**PROBLEM REQUIREMENTS:**
Word for word, reproduce every line of the data below.

Referring expression pointing data
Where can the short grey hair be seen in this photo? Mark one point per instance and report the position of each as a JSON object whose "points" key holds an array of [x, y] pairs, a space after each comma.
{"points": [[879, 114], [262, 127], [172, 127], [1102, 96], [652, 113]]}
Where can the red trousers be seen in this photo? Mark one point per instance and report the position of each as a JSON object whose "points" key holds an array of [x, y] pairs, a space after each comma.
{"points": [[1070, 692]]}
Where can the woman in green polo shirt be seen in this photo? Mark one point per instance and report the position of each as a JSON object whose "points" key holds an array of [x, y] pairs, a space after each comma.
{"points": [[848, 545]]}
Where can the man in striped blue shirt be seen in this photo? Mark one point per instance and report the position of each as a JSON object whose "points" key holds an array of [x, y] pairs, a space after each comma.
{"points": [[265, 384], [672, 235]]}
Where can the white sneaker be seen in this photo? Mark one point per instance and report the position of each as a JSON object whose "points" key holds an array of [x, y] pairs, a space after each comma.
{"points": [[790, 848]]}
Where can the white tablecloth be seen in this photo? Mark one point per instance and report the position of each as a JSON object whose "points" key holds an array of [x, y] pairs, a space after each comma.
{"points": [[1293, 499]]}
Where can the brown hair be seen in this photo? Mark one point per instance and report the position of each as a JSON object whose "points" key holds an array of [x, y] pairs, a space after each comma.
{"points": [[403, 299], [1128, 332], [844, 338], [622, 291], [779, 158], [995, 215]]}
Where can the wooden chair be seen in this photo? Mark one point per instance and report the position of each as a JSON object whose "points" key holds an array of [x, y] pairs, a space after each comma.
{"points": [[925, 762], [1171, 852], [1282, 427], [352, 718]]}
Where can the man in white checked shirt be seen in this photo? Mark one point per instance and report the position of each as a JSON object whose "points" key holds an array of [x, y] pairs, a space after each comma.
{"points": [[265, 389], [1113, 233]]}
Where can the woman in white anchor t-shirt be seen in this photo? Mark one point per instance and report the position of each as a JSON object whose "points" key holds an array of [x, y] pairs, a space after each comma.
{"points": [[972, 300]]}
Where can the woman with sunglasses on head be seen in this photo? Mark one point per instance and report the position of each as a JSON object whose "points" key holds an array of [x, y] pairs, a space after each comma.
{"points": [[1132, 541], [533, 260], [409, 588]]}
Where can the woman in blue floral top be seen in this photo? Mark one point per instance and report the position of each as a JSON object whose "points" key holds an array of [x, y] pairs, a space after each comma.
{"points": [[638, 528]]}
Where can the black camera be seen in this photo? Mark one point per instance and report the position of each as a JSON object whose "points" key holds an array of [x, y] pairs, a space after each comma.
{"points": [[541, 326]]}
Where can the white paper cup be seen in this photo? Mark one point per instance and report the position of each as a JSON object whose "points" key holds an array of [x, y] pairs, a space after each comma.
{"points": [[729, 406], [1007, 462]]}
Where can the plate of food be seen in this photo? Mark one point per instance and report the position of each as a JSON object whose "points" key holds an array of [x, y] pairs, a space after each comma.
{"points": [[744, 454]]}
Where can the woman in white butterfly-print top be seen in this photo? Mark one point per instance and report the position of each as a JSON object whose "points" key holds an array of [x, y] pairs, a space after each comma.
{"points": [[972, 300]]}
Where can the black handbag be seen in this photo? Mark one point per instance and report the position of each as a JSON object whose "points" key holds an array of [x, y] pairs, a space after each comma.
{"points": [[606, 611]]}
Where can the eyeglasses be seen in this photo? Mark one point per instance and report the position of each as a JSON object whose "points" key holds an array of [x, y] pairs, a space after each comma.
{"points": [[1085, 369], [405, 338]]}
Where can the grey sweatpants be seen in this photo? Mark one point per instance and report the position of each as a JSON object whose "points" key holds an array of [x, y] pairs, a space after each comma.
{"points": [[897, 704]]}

**EXERCISE RESPONSE:**
Where can the short grey hair be seen in this photo? Mark one point per instance and report the position of each as a JSON object whose "points" key holds an array of [x, y] pairs, a space after each comma.
{"points": [[879, 114], [262, 127], [172, 127], [1102, 96], [652, 113]]}
Where can the red trousers be seen in this photo? Mark one point per instance and report the position of each as a JSON object whose "points" key holds an array of [x, y] pairs, a space after each comma.
{"points": [[1070, 692]]}
Where can the woman in green polo shirt be seen in this photo? Mark one point per instance and report the position of each as a JSON object whose "points" key holds an array of [x, y] pairs, a space after each comma.
{"points": [[848, 545]]}
Where can the man in striped blue shirt be seen in this photo? Mark one point per instance and report the position of each as a JSON object whose "points" key holds an array of [x, y] pairs, a space after each comma.
{"points": [[265, 384], [672, 235]]}
Where can the white sneaker be seen in this photo? Mark one point per instance and report the position of each as a JSON object whose "points" key holds an array of [x, y] pairs, a space after each comma.
{"points": [[790, 848]]}
Where can the white tablecloth be seen in this photo? Mark one point per instance and report the position of each as a JSON object whose "points" key holds an array of [x, y] pairs, a space after each comma.
{"points": [[1293, 499]]}
Where can the brown hair be seen in this photo? Mark one point per instance and report the position of each as a JSON object whose "points" key holds an array of [x, y] pairs, a space after each comma.
{"points": [[403, 299], [1128, 332], [844, 338], [622, 291], [779, 158], [995, 215]]}
Where can the wooden chair be seen in this photo? Mark one point per instance and report the position of each as a JSON object whose "points" key holds an array of [x, y] pairs, a space after each comma.
{"points": [[925, 762], [1171, 852], [1282, 427], [352, 718]]}
Where can the man in white checked shirt be seen in this photo? Mark one point per instance and report the position of each as a JSON object whose "points" key holds an array of [x, y] pairs, a space after each comma.
{"points": [[265, 389], [1113, 233]]}
Where can the woman in white anchor t-shirt be seen in this photo? Mark one point per instance and report the position of each as a JSON object whose "points" key holds an array of [x, y] pairs, a space after each comma.
{"points": [[972, 300]]}
Where can the woman with sunglasses on head be seen in this photo? Mark one point per instance and report the position of each as a JSON object whose "points" key holds an array of [x, y] pairs, a space after each comma.
{"points": [[1132, 541], [533, 260], [409, 588]]}
Where can the woman in blue floral top be seen in this photo? Mark one point per instance and report the position of each as a JSON object whose "points" key holds an array of [x, y] pairs, a space after each comma.
{"points": [[638, 528]]}
Where can the black camera be seen in this photo? Mark one point per instance and report the position of each as a JSON object whose "points" key holds an array of [x, y] pairs, a space after each comma.
{"points": [[541, 326]]}
Where can the white paper cup be seen in this photo? Mark one point per instance and report the position of each as a JSON object whose "points" key holds an array of [x, y] pairs, a space after each comma.
{"points": [[729, 406], [1007, 462]]}
Where can the plate of food be seen in this photo? Mark one point per instance and report the position of each as a JSON object whose "points" key holds an array of [x, y] pairs, a space after each comma.
{"points": [[744, 454]]}
Where can the woman in white butterfly-print top be seen in this photo? Mark one point per instance and report the position of each as a JSON object whose "points" key holds an array of [x, y] pairs, a space after each comma.
{"points": [[972, 300]]}
Where can the black handbag be seen in this photo? Mark one point per instance and report the position of each as a JSON object whose "points" key holds an array of [x, y] pairs, a space after each comma.
{"points": [[606, 611]]}
Where can the eyeglasses be seen in this photo? Mark one point per instance and report the position of each as a JSON object whose "points" key holds an array of [x, y] pairs, a space after each comma.
{"points": [[1085, 369], [405, 338]]}
Where can the grey sweatpants be seen in this photo? Mark one point per instance and report the position of each as a JSON object whose "points" key holds an array of [x, y] pairs, a space after each comma.
{"points": [[897, 704]]}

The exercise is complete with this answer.